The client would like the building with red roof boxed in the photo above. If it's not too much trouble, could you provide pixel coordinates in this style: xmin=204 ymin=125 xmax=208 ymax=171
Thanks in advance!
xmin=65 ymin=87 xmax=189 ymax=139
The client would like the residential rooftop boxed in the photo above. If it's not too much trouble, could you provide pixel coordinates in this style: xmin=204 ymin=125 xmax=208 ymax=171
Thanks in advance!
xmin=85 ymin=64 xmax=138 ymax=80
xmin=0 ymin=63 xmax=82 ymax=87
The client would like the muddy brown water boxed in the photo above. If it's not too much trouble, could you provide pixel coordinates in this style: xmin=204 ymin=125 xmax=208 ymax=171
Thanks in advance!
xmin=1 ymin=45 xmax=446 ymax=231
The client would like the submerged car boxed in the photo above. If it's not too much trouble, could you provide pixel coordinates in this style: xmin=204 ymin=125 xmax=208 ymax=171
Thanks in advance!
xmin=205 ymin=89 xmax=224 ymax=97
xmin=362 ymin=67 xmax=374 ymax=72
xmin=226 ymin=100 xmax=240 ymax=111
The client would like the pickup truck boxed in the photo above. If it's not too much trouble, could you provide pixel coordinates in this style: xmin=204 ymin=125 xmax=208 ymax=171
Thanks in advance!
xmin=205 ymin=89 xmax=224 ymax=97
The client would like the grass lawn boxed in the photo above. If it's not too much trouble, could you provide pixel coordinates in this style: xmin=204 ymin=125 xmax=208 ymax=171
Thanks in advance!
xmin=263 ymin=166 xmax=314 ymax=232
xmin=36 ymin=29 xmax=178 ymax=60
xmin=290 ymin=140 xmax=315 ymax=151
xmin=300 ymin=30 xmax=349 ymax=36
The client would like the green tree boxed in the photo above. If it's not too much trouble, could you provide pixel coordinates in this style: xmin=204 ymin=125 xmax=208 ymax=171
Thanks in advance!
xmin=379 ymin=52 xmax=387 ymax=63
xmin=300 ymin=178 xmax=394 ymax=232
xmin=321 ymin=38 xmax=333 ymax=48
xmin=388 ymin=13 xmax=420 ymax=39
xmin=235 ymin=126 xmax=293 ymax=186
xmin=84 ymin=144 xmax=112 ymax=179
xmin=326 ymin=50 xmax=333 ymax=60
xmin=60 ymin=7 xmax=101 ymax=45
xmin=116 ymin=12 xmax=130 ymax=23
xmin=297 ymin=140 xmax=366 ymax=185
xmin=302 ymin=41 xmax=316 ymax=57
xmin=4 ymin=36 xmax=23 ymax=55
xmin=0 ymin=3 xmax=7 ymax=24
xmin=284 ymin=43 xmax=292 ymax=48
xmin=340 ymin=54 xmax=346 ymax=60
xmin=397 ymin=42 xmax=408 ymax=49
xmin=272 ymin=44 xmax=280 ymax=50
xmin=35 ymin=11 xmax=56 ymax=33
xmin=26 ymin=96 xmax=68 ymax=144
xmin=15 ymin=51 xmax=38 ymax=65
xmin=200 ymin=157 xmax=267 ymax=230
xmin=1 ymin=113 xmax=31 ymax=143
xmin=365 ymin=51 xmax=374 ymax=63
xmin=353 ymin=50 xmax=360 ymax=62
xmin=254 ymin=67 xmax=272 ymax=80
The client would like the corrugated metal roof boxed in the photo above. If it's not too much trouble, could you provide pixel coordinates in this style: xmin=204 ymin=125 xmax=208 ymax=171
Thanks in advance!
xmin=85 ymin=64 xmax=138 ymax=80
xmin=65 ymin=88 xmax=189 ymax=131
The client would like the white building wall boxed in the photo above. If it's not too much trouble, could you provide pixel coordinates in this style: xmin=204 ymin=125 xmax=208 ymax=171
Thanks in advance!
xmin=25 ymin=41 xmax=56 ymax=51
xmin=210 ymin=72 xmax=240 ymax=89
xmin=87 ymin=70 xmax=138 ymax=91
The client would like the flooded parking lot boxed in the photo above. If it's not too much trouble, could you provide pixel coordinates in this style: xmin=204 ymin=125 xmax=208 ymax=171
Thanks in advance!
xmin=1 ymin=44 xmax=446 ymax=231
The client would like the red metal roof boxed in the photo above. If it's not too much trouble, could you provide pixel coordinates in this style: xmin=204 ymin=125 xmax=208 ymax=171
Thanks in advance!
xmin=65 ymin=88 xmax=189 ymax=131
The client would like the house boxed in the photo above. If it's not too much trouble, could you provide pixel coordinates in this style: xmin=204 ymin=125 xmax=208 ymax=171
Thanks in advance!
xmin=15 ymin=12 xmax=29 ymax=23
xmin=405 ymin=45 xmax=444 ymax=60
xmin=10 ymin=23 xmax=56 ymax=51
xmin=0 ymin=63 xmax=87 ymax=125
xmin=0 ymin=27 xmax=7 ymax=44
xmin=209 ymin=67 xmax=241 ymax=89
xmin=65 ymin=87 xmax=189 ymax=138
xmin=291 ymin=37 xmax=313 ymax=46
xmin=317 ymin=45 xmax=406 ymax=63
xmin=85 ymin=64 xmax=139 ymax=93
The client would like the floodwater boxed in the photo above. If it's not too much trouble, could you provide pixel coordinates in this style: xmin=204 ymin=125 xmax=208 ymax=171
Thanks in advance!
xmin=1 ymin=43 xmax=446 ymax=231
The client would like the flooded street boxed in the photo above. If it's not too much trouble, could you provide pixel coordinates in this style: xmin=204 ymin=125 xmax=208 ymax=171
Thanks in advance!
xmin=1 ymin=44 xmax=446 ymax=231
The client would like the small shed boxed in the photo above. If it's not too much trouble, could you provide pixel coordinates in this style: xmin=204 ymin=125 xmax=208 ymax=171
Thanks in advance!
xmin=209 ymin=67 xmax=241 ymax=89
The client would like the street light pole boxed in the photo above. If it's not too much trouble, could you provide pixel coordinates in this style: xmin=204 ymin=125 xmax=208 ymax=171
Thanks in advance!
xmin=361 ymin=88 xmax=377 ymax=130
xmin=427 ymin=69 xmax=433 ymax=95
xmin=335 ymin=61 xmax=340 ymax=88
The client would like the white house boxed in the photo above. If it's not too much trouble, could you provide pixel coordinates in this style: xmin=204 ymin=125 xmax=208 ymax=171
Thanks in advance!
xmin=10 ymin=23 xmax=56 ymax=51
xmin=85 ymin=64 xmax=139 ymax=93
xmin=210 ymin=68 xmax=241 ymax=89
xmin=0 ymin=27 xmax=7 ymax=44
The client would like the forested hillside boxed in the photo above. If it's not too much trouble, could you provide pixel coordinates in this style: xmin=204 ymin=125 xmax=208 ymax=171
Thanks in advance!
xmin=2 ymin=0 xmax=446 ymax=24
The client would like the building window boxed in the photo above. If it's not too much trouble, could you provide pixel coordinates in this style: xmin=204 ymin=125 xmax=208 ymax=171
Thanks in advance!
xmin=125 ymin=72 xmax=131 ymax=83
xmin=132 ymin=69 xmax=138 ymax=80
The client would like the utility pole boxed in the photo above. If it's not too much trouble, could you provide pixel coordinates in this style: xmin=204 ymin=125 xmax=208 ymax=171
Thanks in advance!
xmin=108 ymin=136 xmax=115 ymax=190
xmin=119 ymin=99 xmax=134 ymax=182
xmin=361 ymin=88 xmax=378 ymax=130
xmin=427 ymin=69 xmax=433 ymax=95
◆ ◆ ◆ ◆ ◆ ◆ ◆
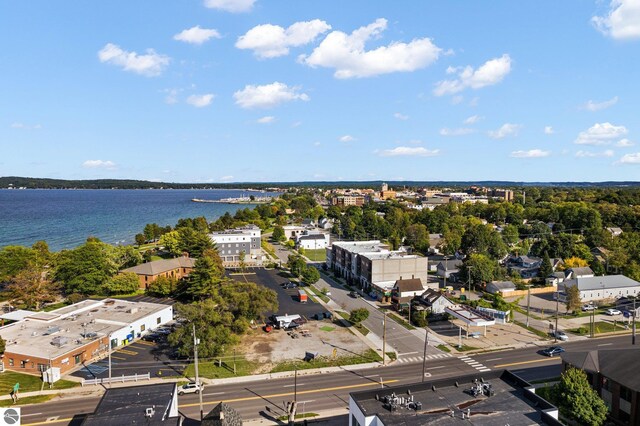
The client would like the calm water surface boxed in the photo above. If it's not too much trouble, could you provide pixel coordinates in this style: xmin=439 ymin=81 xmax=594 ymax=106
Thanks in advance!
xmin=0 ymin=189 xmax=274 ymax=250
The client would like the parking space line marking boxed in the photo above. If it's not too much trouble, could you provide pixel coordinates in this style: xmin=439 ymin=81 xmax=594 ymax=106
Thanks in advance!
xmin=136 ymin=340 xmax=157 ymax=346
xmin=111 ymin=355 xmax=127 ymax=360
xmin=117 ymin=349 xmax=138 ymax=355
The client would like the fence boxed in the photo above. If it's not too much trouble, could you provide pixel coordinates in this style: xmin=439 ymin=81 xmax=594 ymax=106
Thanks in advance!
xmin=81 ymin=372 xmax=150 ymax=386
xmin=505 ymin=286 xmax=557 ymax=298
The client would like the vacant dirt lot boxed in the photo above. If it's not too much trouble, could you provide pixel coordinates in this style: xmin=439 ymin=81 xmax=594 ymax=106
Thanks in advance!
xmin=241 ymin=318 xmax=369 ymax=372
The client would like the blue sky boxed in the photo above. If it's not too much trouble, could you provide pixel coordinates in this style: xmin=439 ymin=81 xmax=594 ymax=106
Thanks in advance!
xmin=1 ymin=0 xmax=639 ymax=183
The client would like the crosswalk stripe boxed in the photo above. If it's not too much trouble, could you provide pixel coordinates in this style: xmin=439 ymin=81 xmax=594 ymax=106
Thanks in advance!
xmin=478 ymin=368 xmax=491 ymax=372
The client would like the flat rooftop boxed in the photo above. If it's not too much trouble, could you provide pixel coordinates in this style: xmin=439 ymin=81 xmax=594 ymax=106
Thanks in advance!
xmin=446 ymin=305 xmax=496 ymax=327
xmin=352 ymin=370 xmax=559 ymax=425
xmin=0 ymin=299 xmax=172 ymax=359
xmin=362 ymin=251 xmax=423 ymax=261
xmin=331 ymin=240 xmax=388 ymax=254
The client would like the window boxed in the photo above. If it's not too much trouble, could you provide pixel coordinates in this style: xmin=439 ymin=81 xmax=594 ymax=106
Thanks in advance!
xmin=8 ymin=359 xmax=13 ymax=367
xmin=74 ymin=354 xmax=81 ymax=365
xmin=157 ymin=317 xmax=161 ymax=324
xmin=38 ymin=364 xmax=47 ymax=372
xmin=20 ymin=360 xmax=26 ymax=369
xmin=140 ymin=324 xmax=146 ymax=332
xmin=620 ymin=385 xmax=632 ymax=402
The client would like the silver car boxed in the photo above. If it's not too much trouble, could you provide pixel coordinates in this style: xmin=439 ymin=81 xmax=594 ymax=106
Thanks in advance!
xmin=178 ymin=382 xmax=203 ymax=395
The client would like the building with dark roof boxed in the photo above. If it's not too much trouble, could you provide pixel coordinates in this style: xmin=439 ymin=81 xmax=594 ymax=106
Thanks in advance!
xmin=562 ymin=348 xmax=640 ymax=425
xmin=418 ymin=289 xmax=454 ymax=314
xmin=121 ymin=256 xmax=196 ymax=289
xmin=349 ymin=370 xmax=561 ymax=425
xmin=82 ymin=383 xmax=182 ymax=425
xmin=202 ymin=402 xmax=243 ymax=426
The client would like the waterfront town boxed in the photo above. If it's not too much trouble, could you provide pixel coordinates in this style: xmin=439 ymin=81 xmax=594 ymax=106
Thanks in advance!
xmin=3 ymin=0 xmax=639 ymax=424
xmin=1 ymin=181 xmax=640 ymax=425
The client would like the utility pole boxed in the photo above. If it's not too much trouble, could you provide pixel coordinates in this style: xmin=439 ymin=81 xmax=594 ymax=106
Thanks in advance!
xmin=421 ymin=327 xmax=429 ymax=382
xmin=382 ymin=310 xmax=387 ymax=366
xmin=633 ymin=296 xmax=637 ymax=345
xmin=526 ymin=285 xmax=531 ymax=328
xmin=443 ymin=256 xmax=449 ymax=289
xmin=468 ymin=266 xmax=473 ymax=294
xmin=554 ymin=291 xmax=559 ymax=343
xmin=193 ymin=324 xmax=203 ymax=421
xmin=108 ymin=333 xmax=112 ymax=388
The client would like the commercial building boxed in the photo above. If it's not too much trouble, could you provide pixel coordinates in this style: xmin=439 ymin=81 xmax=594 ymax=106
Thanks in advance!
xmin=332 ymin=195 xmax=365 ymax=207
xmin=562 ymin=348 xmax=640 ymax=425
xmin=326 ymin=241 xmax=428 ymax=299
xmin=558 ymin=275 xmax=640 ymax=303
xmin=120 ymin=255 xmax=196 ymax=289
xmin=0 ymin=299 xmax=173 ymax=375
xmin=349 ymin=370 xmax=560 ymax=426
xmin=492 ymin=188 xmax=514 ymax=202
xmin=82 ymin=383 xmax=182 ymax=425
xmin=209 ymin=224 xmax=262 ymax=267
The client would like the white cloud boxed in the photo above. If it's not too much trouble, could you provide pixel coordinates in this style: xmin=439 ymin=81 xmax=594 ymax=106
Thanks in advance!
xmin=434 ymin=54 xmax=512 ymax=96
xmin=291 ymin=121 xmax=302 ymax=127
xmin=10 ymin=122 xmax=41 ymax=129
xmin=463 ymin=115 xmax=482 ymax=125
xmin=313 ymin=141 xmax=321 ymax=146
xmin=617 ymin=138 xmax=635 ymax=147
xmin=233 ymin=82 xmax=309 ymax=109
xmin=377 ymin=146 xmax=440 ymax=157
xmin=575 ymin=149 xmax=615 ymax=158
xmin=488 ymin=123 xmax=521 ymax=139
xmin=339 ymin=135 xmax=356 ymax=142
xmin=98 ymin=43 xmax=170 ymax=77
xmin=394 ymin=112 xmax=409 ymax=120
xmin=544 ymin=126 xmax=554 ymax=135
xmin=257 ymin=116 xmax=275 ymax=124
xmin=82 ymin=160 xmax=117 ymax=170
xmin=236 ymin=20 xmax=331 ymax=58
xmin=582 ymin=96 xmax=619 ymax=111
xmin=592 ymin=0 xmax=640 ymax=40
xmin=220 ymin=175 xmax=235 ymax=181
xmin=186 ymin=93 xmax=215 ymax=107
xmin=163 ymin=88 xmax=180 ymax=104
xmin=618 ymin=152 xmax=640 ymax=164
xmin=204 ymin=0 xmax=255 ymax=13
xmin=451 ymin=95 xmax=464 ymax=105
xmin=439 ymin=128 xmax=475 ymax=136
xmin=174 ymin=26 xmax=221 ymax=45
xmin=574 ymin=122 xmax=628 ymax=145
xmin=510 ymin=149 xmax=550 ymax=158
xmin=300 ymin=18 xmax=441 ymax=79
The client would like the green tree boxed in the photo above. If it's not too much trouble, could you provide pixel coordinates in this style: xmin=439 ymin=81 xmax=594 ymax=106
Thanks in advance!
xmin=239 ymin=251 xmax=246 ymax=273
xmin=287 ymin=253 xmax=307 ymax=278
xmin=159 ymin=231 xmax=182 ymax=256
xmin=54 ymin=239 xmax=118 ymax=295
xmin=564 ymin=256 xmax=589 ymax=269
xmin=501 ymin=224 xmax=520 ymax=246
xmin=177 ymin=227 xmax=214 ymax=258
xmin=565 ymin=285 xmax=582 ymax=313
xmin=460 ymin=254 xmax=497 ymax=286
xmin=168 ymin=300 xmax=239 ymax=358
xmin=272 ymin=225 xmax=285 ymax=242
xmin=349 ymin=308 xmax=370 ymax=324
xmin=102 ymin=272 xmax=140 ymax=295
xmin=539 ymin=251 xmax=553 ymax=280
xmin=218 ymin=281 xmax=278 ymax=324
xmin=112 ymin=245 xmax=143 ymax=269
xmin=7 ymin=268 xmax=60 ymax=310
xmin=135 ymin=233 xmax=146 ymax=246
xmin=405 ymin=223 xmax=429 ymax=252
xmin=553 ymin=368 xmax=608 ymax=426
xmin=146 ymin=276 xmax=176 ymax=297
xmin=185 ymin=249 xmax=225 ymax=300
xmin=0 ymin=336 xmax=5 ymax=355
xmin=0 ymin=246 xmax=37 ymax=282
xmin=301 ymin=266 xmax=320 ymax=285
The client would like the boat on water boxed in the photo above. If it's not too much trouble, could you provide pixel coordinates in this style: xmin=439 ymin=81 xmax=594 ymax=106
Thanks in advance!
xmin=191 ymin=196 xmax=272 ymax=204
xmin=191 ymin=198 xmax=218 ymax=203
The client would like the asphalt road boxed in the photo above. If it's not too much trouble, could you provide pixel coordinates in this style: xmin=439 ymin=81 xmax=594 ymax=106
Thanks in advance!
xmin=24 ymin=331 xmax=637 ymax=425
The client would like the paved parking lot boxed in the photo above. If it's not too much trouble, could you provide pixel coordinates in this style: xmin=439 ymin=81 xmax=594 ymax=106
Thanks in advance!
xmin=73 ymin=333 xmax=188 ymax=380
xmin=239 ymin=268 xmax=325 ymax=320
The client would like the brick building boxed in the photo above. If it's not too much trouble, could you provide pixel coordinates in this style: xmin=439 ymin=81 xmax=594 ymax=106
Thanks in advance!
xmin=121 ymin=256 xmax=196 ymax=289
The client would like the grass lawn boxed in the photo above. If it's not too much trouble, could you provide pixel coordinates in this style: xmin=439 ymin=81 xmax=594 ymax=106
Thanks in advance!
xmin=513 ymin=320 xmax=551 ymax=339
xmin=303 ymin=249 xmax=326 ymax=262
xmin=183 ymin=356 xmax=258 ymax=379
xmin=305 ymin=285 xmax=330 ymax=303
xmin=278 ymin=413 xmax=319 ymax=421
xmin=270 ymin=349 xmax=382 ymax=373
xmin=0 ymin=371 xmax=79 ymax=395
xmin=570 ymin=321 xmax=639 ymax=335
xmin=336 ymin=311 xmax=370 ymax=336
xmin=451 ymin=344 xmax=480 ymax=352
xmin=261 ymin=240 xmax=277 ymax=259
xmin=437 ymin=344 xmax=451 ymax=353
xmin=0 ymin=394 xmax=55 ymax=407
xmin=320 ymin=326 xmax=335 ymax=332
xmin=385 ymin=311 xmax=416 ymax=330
◆ ◆ ◆ ◆ ◆ ◆ ◆
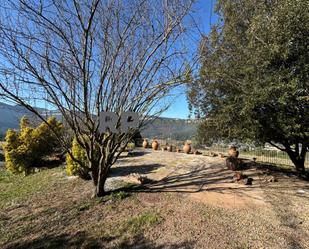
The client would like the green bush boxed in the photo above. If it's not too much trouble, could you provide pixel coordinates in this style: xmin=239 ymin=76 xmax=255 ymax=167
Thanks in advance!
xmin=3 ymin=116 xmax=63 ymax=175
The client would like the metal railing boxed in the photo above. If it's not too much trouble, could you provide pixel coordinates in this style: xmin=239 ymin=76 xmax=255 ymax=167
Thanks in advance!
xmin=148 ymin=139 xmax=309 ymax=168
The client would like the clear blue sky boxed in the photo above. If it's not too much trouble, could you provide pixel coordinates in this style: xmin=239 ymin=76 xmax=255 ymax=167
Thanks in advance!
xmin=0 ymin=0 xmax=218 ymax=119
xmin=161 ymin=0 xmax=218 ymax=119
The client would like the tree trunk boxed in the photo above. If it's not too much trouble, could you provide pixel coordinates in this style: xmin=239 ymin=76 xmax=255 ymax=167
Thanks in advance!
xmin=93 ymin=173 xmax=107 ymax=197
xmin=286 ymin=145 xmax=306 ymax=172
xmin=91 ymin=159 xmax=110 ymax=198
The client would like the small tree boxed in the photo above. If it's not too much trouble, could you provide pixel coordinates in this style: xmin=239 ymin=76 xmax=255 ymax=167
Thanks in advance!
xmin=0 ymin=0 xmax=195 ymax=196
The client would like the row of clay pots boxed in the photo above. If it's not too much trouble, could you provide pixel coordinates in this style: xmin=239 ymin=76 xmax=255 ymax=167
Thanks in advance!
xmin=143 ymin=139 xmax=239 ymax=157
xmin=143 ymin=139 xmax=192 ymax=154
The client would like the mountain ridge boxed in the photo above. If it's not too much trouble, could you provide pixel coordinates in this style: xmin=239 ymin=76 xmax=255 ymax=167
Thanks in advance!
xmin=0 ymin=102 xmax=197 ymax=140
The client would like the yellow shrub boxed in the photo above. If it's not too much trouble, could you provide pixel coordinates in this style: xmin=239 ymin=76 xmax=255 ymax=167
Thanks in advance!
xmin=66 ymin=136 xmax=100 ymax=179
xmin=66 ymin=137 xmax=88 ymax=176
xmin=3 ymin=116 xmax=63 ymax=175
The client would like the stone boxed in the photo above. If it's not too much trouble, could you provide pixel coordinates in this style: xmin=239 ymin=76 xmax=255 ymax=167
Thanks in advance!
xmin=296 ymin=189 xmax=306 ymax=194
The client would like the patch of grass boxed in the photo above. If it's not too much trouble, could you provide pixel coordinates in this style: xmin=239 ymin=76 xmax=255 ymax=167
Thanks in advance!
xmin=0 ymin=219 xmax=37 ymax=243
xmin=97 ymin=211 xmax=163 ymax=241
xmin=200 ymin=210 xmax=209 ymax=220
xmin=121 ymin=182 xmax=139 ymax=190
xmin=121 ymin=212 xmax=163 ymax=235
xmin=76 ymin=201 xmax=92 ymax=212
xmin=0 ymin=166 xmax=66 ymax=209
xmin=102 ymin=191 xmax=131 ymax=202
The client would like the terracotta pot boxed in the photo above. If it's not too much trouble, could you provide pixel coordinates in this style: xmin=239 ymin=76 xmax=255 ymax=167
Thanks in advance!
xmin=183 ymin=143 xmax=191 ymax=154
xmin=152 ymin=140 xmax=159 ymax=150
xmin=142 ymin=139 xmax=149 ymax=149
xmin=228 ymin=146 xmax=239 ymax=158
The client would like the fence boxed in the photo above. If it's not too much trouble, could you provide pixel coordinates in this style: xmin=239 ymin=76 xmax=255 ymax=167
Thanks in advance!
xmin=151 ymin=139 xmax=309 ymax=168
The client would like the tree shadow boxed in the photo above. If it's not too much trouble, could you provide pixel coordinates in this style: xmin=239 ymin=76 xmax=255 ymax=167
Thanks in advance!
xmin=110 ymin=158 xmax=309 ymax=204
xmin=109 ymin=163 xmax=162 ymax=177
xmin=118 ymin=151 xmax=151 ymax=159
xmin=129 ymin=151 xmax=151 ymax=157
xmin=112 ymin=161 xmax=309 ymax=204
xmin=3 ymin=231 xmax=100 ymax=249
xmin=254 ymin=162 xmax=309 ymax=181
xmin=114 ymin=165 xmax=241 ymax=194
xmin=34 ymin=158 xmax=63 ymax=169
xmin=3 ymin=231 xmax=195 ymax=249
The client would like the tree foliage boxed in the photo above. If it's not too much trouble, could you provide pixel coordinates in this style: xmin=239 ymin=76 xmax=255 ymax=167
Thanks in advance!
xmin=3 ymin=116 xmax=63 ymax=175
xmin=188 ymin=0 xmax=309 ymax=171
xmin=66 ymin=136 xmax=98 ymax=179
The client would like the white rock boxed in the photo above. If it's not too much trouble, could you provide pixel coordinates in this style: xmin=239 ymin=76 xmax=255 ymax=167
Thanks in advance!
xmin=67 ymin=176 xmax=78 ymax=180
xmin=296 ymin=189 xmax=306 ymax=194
◆ ◆ ◆ ◆ ◆ ◆ ◆
> Instructions for the task:
After reading through the material, report every line that holds "street".

> Response area:
The client would like the flooded street boxed in the photo above. If it's not too much trouble, could you provide pixel coordinates in this style: xmin=204 ymin=125 xmax=208 ymax=171
The client would like the street light pole boxed in the photo above. If it's not too much trouble, could you provide pixel coordinates in this style: xmin=204 ymin=125 xmax=208 ymax=171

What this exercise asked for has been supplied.